And here’s where this lesson is brought home. I’m going to show you the tension again. The disciples who are sure that he is God, the disciples who are given power and authority now get word that this race of people they deem as less than them are telling their God he cannot stay in their town. How dare they? So verse 54 is the reaction.
They are furious. When the disciples, James and John saw this, they said, Lord, do you want us to call fire down from heaven to destroy them? Jesus on a mission of mercy. And the disciples are like terrorists. It’s like Saddam Hussein stuff or something like that.
The disciples are I don’t know, maybe they’re tired. It’s been a long journey. Maybe they’re hungry. Maybe they’re wanting some rest. And here are these people that are less race than them they believe and they’re dishonouring their God, the God of the universe. And they’re outraged. They’re outraged by the fact that these people would not give him a place to stay. And so they ask God do you want us to kill them?
What do you think? You want us to kill them? We’ll do it. We have no problem. You gave us power. You gave us authority. We will kill that whole place, every single person. Fire. sodom gamora, that whole thing. Some translations say this.
It says, do you want us to command fire to come down from heaven and consume them as Elijah did? They know where they are. This is in Second Kings, chapter one. Elijah is in the same area, and fire comes down from heaven.
So they’re like, I know the Bible. This is my time. I get to be Elijah lord, do you want us to kill him? Do you want us to go Elijah on all of them? And the Bible replies but Jesus turned and rebuked them.
Why? Because Jesus is on a mission of mercy, and these men are on a mission of judgment. Well, what’s the rebuke? Some manuscripts, or rather yeah, some manuscripts. Some Bible translations actually tell us what the rebuke is.
This is from the new American Standard Bible. Your Bible probably has nothing there if you’re reading the NIV. But if you’re reading an NASB, you would see this. But he turned and rebuked them and said, you do not know what kind of spirit you are sorry. You do not know what kind of spirit you are of.
For the Son of man did not come to destroy men’s lives, but to save them. And they went to another village. See the little addition there? Now, it’s not my responsibility to debate all of this, like which one’s correct and which one’s not. But let me just make a little note for you.
+ + + +
TASK REQUIREMENTS:
a - Summarize the excerpt about James and John in two sentences.
b - In the excerpt about James and John, which Bible translation is quoted for the words of Jesus's rebuke?
c - Continue the excerpt about James and John from its final sentence.

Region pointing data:
+ + + +
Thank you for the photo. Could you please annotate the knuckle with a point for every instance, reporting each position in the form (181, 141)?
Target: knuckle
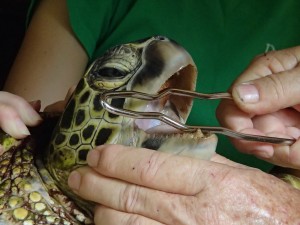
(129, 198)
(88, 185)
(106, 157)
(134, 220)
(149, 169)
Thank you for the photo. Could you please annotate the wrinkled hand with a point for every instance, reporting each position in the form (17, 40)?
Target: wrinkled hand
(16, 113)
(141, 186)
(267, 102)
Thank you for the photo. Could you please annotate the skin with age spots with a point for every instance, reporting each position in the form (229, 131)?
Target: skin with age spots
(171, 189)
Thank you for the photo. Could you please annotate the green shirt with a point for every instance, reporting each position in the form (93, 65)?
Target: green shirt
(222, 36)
+ + + +
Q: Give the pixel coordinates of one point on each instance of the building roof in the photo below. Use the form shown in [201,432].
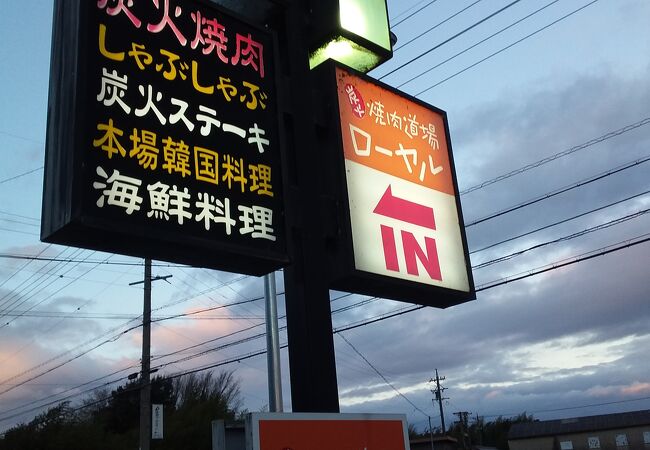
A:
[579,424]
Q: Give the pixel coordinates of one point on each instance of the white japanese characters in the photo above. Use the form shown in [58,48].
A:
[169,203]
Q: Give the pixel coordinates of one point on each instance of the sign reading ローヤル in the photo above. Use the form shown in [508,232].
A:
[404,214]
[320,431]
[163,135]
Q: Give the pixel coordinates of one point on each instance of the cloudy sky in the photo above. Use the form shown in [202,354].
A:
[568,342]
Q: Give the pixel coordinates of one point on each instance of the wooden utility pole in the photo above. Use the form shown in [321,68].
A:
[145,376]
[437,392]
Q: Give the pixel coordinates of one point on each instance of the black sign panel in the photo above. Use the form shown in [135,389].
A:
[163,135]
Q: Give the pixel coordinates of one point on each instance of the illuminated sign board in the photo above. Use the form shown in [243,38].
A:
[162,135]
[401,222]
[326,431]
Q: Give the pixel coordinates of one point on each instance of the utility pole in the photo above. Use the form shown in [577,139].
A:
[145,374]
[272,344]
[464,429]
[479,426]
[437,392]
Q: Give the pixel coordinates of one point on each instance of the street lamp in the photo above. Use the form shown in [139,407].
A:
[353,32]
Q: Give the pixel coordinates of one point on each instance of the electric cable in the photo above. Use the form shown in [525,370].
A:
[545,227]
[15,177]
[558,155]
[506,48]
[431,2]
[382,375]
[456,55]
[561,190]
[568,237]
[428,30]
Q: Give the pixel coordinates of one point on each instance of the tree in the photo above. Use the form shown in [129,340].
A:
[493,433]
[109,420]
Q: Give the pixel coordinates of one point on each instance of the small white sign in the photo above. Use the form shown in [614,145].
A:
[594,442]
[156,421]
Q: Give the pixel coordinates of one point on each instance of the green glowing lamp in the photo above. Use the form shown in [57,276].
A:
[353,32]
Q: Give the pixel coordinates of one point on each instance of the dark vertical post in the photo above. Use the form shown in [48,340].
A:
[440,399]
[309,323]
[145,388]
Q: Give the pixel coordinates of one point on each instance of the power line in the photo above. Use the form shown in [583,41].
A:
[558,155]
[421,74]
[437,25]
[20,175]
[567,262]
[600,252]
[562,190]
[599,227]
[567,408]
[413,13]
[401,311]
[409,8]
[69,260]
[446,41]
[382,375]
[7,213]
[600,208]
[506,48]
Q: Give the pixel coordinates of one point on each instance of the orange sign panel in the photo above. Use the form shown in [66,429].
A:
+ + + +
EXPECTED OUTPUTS:
a - When the disciples hear that a town will not let Jesus stay, James and John furiously ask whether they should call fire down from heaven to destroy its people, as Elijah did in Second Kings, chapter one. Jesus turns and rebukes them, because he is on a mission of mercy while they are on a mission of judgment.

b - The New American Standard Bible.

c -
There are thousands of Bible translations, and usually translators use the oldest manuscripts they have access to to do their translations. Like, every couple of years there’s some archaeological discovery that pushes the origins of the text closer to the original. So more modern translations, I would say, maybe even better translations are removing parts of 55 and 56. But you have a little footnote that says some manuscripts say if you’re looking at your Bible, some manuscripts say, right. So the NIV removes portions of 55 and 56 because it’s not in the oldest manuscripts.
However, and this is super, super important, quotations like what you find here at the end of 55 serve a super important function. They serve to clarify amplify or to explain Christian early Christian interpretation of the text. So what you’re reading here is a citation from, like, a monk who’s telling you, this is what early Christians thought this meant. So what did they think it meant? Well, it says it in two ideas.
One is you don’t know what kind of spirit you are. What’s the rebuke? Who do you think you’re representing? I’m here to extend grace, and you want to throw up condemnation. And then the second point.
The Son of man did not come to destroy man’s lives, but to save them. Now we don’t actually need this passage to teach this point. Luke, chapter 19, verse ten tells us this. Jesus came to seek and save that which is lost. Now, it may not be in the original text, some scribe probably added it, but it doesn’t really matter because the truth is still the truth. The Son of man did not come to destroy man’s life, but to save them.
That’s true right? John three, he didn’t come to destroy man’s life. The Bible says he was sent into the world to save the world.
Here, though, you have James and John who just want to show judgment. But Jesus puts a stop to their judgment and reminds them, James and John, why are we here? Why are we here? And the answer for James and John should have simply been this we are here on a mission of mercy. Some of us have struggled with this idea.
We are on a mission of protection. Maybe some of us thought, I’m here to protect the church from outside forces. Maybe some of us thought, we’re on a mission of judgment. We judged the world for their sins. That’s the Holy spirit’s job.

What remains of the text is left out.